By Anya Shukla
I’ve realized that I have been frontloading these reviews with books I want to read—fiction, romance, comic books—and saving the denser, 800-page behemoths on my list for the end. What can I say, I have no willpower.
Guess that will be a problem for Future Anya, though, because right now, it’s “Cyclopedia Exotica” time! Yippee!! I have wanted to read this book for just under a year, so I am very excited. Mostly because I have never stopped loving comics, and never will stop loving comics.
Review: After finding fame with her first comic, “Woman’s World,” Aminder Dhariwal continues to promote social justice with “Cyclopedia Exotica.” The book describes a society similar to ours… except that it contains both cyclopes and two-eyed humans. Two-eyes have historically seen cyclopes as inferior creatures; while that prejudice is slowly fading away, echoes of racism still remain.
A host of one-eyed characters fill this book: Pari navigates parenthood with her two-eyed husband, Tim; Pol and Latea build a relationship; Jain and Grae address societal perceptions of cyclopes through art; Bron and Arj struggle to find themselves. The parallels between our world and Dhariwal’s are striking, and “Cyclopedia Exotica” masterfully explores modern-day beauty standards, stereotypes, and representation. My Rating: 4.75/5.

- Collected material -
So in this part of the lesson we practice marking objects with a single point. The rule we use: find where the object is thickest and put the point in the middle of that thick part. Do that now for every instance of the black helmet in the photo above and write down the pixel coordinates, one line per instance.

- Problem to work on -
Copy out the "Cyclopedia Exotica" review above word for word, from the byline through the rating.

- Expected answer -
By Anya Shukla
I’ve realized that I have been frontloading these reviews with books I want to read—fiction, romance, comic books—and saving the denser, 800-page behemoths on my list for the end. What can I say, I have no willpower.
Guess that will be a problem for Future Anya, though, because right now, it’s “Cyclopedia Exotica” time! Yippee!! I have wanted to read this book for just under a year, so I am very excited. Mostly because I have never stopped loving comics, and never will stop loving comics.
Review: After finding fame with her first comic, “Woman’s World,” Aminder Dhariwal continues to promote social justice with “Cyclopedia Exotica.” The book describes a society similar to ours… except that it contains both cyclopes and two-eyed humans. Two-eyes have historically seen cyclopes as inferior creatures; while that prejudice is slowly fading away, echoes of racism still remain.
A host of one-eyed characters fill this book: Pari navigates parenthood with her two-eyed husband, Tim; Pol and Latea build a relationship; Jain and Grae address societal perceptions of cyclopes through art; Bron and Arj struggle to find themselves. The parallels between our world and Dhariwal’s are striking, and “Cyclopedia Exotica” masterfully explores modern-day beauty standards, stereotypes, and representation. My Rating: 4.75/5.